Written task
Reproduce the data word for word, starting at the very beginning and ending with the line that contains "negative clicks: (97, 284)", including that line. Leave the pictures out of your answer.

#### Dataset records

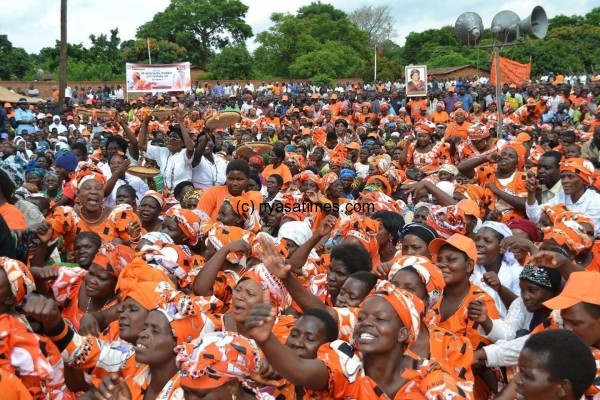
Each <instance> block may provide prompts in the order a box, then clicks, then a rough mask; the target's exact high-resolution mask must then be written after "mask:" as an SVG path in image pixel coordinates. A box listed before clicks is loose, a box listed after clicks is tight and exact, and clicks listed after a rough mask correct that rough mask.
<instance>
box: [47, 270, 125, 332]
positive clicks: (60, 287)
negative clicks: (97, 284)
mask: <svg viewBox="0 0 600 400" xmlns="http://www.w3.org/2000/svg"><path fill="white" fill-rule="evenodd" d="M56 270H57V272H58V277H57V278H56V280H55V281H54V282H53V283H52V293H53V294H54V298H55V299H56V301H57V302H58V304H59V306H60V307H61V310H62V311H61V315H62V316H63V318H65V319H66V320H67V321H68V323H69V325H70V326H71V327H72V328H73V329H74V330H75V331H78V330H79V324H80V323H81V318H83V316H84V315H85V314H86V311H83V310H82V309H81V307H79V291H80V290H81V286H82V284H83V279H84V278H85V275H86V274H87V271H86V270H84V269H82V268H79V267H76V268H69V267H56ZM115 304H117V300H116V298H115V299H113V300H112V301H109V302H108V303H106V304H105V305H104V307H102V311H104V310H107V309H109V308H111V307H112V306H114V305H115ZM81 306H82V307H84V308H85V307H86V305H85V304H82V305H81Z"/></svg>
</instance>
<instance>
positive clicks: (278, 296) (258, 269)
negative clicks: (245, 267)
mask: <svg viewBox="0 0 600 400" xmlns="http://www.w3.org/2000/svg"><path fill="white" fill-rule="evenodd" d="M245 279H252V280H253V281H254V282H256V283H258V285H259V286H260V287H261V288H263V290H266V291H267V292H268V293H269V297H270V298H271V303H273V305H274V306H275V307H276V308H277V309H278V310H279V311H283V310H285V309H286V308H287V307H289V306H290V305H291V304H292V297H291V296H290V294H289V293H288V291H287V289H286V288H285V286H284V285H283V283H282V282H281V281H280V280H279V278H277V277H275V276H273V275H271V273H270V272H269V270H268V269H267V267H266V266H265V265H264V264H258V265H255V266H254V267H252V268H251V269H249V270H248V271H246V272H245V273H244V275H242V277H241V278H240V280H239V281H238V284H239V283H240V282H242V281H244V280H245Z"/></svg>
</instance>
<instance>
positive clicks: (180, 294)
mask: <svg viewBox="0 0 600 400" xmlns="http://www.w3.org/2000/svg"><path fill="white" fill-rule="evenodd" d="M207 307H208V305H204V306H202V305H201V303H200V302H198V301H195V300H194V297H192V296H188V295H186V294H185V293H183V292H180V291H177V290H172V289H167V290H164V291H163V292H162V294H161V296H160V300H159V303H158V306H157V307H156V308H155V310H157V311H160V312H161V313H162V314H163V315H164V316H165V317H167V320H168V321H169V324H170V325H171V330H172V332H173V336H174V337H175V339H176V340H177V344H183V343H190V342H191V341H192V340H193V339H195V338H198V337H202V336H203V335H204V334H205V333H208V332H214V330H215V326H214V324H213V323H212V322H211V320H210V319H209V318H207V316H206V314H204V312H206V311H208V310H207Z"/></svg>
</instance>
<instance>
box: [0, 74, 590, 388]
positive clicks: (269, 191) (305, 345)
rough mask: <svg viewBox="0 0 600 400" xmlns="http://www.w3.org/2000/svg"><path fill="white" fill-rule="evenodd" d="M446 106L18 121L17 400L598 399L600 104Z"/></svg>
mask: <svg viewBox="0 0 600 400" xmlns="http://www.w3.org/2000/svg"><path fill="white" fill-rule="evenodd" d="M428 83H429V86H428V93H429V94H428V96H423V97H406V95H405V92H404V89H405V88H404V87H396V86H395V85H393V84H392V85H387V84H385V83H374V84H371V85H363V84H361V85H352V84H350V85H348V86H345V87H344V86H341V87H338V88H336V90H331V89H330V90H321V89H322V88H318V89H317V88H311V87H308V86H304V87H302V88H301V89H300V90H299V89H298V88H297V87H294V90H292V88H290V87H289V85H287V84H282V85H280V84H279V82H276V83H275V84H274V85H264V87H261V88H254V87H253V86H248V85H250V83H248V85H247V86H246V87H244V88H242V87H241V86H239V87H238V89H237V91H236V92H235V93H234V92H229V93H225V91H224V90H223V87H220V84H219V87H220V88H219V89H218V90H215V89H216V87H213V88H207V89H206V90H205V91H198V90H194V92H193V93H185V94H184V93H156V94H146V95H141V96H139V97H137V96H136V97H135V98H134V97H131V96H133V95H132V94H129V96H130V98H129V99H127V100H125V99H119V98H112V97H111V96H110V94H109V95H105V94H104V92H101V93H96V94H92V96H91V97H87V96H86V97H85V98H84V99H82V101H75V100H74V98H67V99H66V101H65V102H64V104H63V105H62V107H59V106H58V103H57V102H56V101H55V100H50V101H48V102H40V103H37V104H29V103H28V102H27V101H26V100H25V99H21V100H20V101H18V102H17V103H15V104H11V103H6V104H4V109H3V110H1V112H0V126H1V127H2V131H1V132H0V153H1V159H0V264H1V265H2V268H0V311H1V312H0V348H1V350H2V352H1V353H0V354H2V355H3V357H0V393H1V395H0V397H2V398H7V399H52V400H54V399H56V400H68V399H75V398H80V399H99V400H106V399H118V400H124V399H144V400H150V399H164V400H166V399H170V400H176V399H184V398H185V399H251V398H257V399H277V400H282V399H289V400H292V399H361V400H362V399H396V400H404V399H406V400H409V399H410V400H412V399H423V400H424V399H447V400H451V399H473V400H483V399H496V400H509V399H510V400H514V399H523V400H537V399H567V400H578V399H581V398H585V399H598V398H600V383H599V382H600V367H599V365H600V240H598V239H599V238H600V194H599V191H600V177H599V176H598V174H597V172H596V168H598V167H600V109H599V108H598V104H600V86H596V85H591V86H586V85H583V84H574V85H571V84H567V83H564V81H563V82H558V81H556V80H553V81H552V82H548V83H545V82H544V83H529V84H522V85H515V84H506V85H504V86H503V89H502V96H501V98H495V96H494V93H495V91H494V90H493V88H492V87H491V86H488V85H487V84H485V83H484V84H482V83H481V82H479V81H470V80H463V79H459V80H456V81H454V82H453V83H452V85H450V86H446V85H445V84H444V85H439V84H437V85H436V86H435V87H434V85H432V84H431V83H432V79H429V82H428ZM292 85H293V84H292ZM78 97H79V95H78ZM498 110H501V111H502V112H501V113H498ZM236 113H239V120H238V122H234V124H233V125H232V126H229V127H225V128H223V129H211V128H210V127H211V126H214V125H213V123H215V121H216V122H219V121H221V120H225V115H226V114H227V115H228V117H230V116H231V115H237V114H236ZM499 118H501V119H502V123H503V124H502V129H501V130H500V131H498V121H499ZM216 125H218V124H216ZM134 167H145V168H146V169H147V170H151V171H154V172H153V173H146V174H145V175H144V174H142V175H140V173H139V171H140V168H138V169H137V170H136V168H134ZM142 169H143V168H142ZM136 171H137V172H136Z"/></svg>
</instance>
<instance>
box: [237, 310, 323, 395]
mask: <svg viewBox="0 0 600 400" xmlns="http://www.w3.org/2000/svg"><path fill="white" fill-rule="evenodd" d="M275 317H276V312H275V310H274V309H273V307H272V306H271V305H270V304H269V303H262V304H258V305H257V306H255V307H254V308H253V309H252V310H250V313H249V314H248V316H247V317H246V332H247V333H248V336H250V337H251V338H252V339H254V340H255V341H256V343H257V344H258V346H259V347H260V349H261V350H262V352H263V353H264V355H265V357H266V359H267V361H268V362H269V364H270V365H271V366H272V367H273V369H275V371H277V373H279V374H280V375H281V376H282V377H283V378H285V379H287V380H289V381H290V382H291V383H293V384H294V385H296V386H302V387H304V388H307V389H311V390H315V391H322V390H327V388H328V387H329V369H328V368H327V366H326V365H325V363H324V362H322V361H321V360H319V359H314V360H310V359H303V358H300V357H298V355H297V354H296V353H295V352H294V351H293V350H292V349H291V348H289V347H287V346H286V345H284V344H282V343H281V342H280V341H279V340H278V339H277V338H276V337H275V335H273V333H272V332H271V331H272V329H273V325H274V322H275Z"/></svg>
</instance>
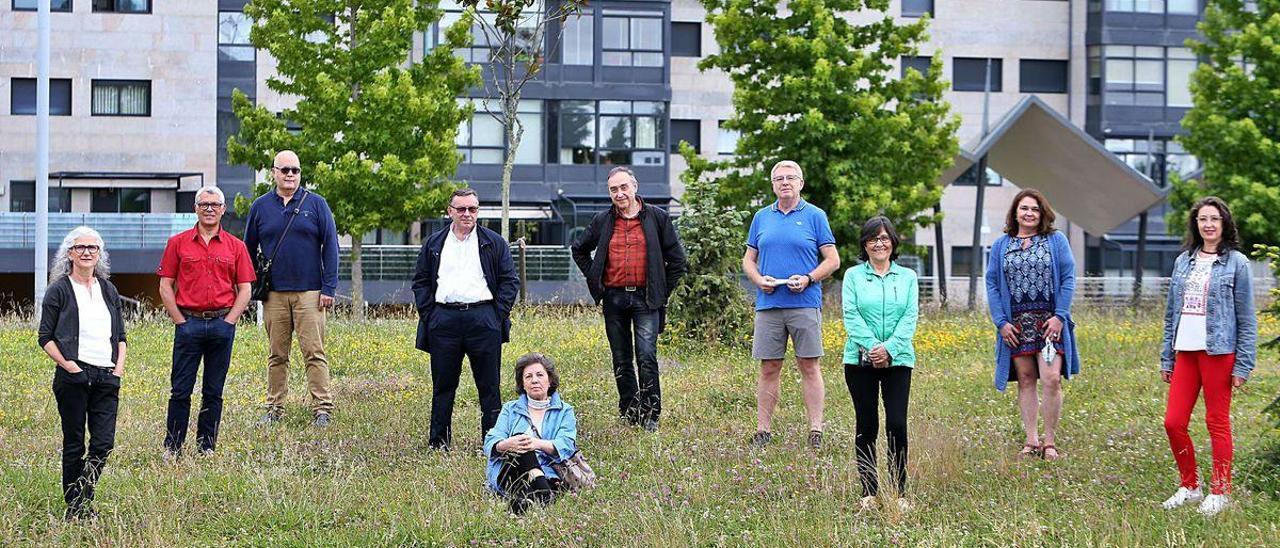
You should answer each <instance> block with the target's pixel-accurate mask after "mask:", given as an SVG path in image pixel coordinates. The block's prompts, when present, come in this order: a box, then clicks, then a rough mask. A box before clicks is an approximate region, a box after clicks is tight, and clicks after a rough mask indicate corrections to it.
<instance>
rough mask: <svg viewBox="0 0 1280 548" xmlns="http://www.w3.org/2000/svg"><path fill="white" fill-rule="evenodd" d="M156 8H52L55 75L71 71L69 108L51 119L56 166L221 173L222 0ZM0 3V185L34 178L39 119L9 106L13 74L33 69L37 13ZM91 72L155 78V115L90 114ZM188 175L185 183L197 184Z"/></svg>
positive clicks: (8, 199)
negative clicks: (58, 10)
mask: <svg viewBox="0 0 1280 548" xmlns="http://www.w3.org/2000/svg"><path fill="white" fill-rule="evenodd" d="M152 4H154V13H151V14H115V13H93V12H92V4H91V3H88V1H84V0H81V1H77V3H74V12H73V13H54V14H51V24H52V32H51V49H50V77H51V78H70V79H72V115H70V117H50V159H49V169H50V170H51V172H150V173H160V172H166V173H173V172H192V173H202V174H204V178H205V182H206V183H212V182H214V181H215V177H214V173H215V172H214V169H215V163H216V146H215V136H216V127H215V102H214V101H215V96H216V88H215V83H216V82H215V78H216V50H218V3H216V1H214V0H183V1H155V3H152ZM12 5H13V4H12V3H10V1H3V3H0V186H4V187H5V189H6V192H5V193H4V195H5V196H4V197H3V198H0V206H3V207H0V210H8V205H9V195H10V193H9V192H8V184H9V181H15V179H17V181H31V179H35V178H36V173H35V172H36V160H35V141H36V117H32V115H22V117H14V115H12V114H10V111H9V105H10V91H12V90H10V88H12V78H33V77H36V13H35V12H13V10H12ZM93 79H147V81H151V115H150V117H137V118H124V117H92V115H90V113H91V109H90V106H91V82H92V81H93ZM198 184H200V179H198V178H188V179H186V181H184V182H183V187H182V188H180V189H184V191H193V189H196V188H198Z"/></svg>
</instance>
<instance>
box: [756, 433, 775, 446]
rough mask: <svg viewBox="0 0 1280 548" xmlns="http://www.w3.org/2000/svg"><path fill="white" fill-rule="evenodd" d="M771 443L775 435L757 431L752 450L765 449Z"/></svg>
mask: <svg viewBox="0 0 1280 548" xmlns="http://www.w3.org/2000/svg"><path fill="white" fill-rule="evenodd" d="M771 442H773V434H772V433H768V431H756V433H755V435H753V437H751V448H753V449H763V448H764V446H768V444H769V443H771Z"/></svg>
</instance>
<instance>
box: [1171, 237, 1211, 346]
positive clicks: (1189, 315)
mask: <svg viewBox="0 0 1280 548" xmlns="http://www.w3.org/2000/svg"><path fill="white" fill-rule="evenodd" d="M1212 269H1213V259H1210V257H1196V262H1194V264H1193V265H1192V271H1190V273H1189V274H1187V282H1185V283H1184V284H1183V318H1181V319H1180V320H1179V321H1178V335H1176V337H1174V350H1175V351H1179V352H1192V351H1198V350H1206V348H1207V346H1206V338H1207V335H1208V323H1207V316H1206V314H1207V312H1208V282H1210V274H1211V271H1212Z"/></svg>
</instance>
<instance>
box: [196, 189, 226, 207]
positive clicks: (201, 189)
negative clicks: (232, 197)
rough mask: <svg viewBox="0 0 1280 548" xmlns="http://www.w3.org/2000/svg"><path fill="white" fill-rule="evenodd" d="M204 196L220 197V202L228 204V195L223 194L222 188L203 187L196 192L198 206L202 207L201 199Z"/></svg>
mask: <svg viewBox="0 0 1280 548" xmlns="http://www.w3.org/2000/svg"><path fill="white" fill-rule="evenodd" d="M204 195H218V201H220V202H223V205H225V204H227V195H224V193H223V189H221V188H218V187H201V188H200V189H198V191H196V205H200V197H201V196H204Z"/></svg>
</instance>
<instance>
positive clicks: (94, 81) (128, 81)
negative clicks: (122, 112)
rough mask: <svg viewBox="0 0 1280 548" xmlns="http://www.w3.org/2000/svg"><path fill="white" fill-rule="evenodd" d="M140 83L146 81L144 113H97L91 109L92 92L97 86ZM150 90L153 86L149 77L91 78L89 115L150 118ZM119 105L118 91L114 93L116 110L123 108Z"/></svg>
mask: <svg viewBox="0 0 1280 548" xmlns="http://www.w3.org/2000/svg"><path fill="white" fill-rule="evenodd" d="M140 83H146V87H147V111H146V113H145V114H123V113H114V114H113V113H97V111H95V110H93V104H95V101H93V93H95V92H96V91H97V87H99V86H115V87H120V88H123V87H125V86H131V85H140ZM152 91H154V87H152V85H151V81H150V79H93V81H92V82H91V83H90V115H91V117H118V118H150V117H151V113H152V101H151V97H152ZM120 106H122V104H120V95H119V93H118V95H116V109H118V110H123V109H120Z"/></svg>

########

Task response
Each <instance> block may provide prompts in the order a box, then clicks, then a rough mask; the target's exact high-resolution mask must then be written after "mask:" as an SVG path in image pixel coordinates. A box listed before clicks is loose, a box listed after clicks is tight and exact, and clicks listed after a rough mask correct that rough mask.
<instance>
box: [47, 270, 125, 332]
positive clicks: (60, 287)
negative clicks: (97, 284)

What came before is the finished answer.